▼▼▼

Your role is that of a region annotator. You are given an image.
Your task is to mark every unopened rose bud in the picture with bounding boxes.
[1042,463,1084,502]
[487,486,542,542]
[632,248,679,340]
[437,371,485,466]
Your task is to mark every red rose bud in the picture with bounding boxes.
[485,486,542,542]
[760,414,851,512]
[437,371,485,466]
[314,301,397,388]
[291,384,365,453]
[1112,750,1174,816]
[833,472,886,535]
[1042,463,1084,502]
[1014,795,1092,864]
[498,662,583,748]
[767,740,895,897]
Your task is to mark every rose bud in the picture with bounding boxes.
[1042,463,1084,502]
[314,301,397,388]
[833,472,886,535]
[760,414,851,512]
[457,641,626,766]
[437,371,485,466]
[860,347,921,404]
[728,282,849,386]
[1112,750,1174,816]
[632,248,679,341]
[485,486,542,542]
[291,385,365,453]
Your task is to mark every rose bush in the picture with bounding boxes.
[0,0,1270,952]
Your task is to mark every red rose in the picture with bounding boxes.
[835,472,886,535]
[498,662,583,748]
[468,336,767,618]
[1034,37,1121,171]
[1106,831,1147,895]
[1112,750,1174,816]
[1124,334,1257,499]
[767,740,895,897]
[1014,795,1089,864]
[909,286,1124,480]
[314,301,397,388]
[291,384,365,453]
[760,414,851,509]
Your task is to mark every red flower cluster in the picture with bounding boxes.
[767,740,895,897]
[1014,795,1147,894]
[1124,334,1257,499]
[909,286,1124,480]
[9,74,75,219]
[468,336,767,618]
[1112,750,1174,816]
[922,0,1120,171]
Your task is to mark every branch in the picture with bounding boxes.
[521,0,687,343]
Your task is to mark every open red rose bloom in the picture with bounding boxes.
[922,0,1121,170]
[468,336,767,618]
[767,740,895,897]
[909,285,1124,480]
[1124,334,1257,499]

▲▲▲

To be done: Can you retype the material exactly, starting at the line that contains "Your task is to mark every red rose in" and continuing through the last line?

Finished task:
Your task is to mark every red rose in the picture with bounding boxes.
[835,472,886,535]
[498,662,583,748]
[468,336,767,618]
[1034,37,1121,171]
[1106,831,1147,895]
[1112,750,1174,816]
[1124,334,1257,499]
[767,740,895,897]
[1014,795,1089,864]
[909,286,1124,480]
[314,301,397,388]
[291,384,365,453]
[760,414,851,509]
Your task is to mark every red flower cluster in the picture with bounding boxes.
[767,740,895,897]
[1014,795,1147,894]
[1124,334,1257,499]
[909,286,1124,480]
[9,74,75,219]
[468,336,767,618]
[1112,750,1174,816]
[922,0,1120,171]
Your task is to mark every branch in the picture with bounding boxes.
[521,0,687,343]
Your task is to mark every open red rose bloom in the picture with bounding boxes.
[922,0,1121,170]
[468,336,767,618]
[767,740,895,897]
[909,285,1124,480]
[1124,334,1257,499]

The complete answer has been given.